**Task to carry out:** For each line below with the word "query", write out a copy.

**Records from a data collection:**
┌──
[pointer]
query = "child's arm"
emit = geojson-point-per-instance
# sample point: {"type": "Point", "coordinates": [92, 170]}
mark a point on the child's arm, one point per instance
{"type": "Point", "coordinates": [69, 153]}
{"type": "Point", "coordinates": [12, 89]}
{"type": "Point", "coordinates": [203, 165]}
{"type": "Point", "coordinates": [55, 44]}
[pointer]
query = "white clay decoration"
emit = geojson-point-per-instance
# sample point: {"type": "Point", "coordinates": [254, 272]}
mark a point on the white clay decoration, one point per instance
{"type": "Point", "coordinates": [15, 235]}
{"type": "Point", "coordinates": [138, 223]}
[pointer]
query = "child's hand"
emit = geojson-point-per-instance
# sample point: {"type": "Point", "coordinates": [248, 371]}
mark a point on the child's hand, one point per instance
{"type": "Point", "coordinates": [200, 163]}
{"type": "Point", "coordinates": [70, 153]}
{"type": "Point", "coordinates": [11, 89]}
└──
┌──
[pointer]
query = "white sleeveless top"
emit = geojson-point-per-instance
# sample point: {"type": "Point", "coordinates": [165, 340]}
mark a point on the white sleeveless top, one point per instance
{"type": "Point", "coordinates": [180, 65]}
└──
**Output:**
query = "child's arm"
query = "white clay decoration"
query = "child's hand"
query = "white sleeveless top"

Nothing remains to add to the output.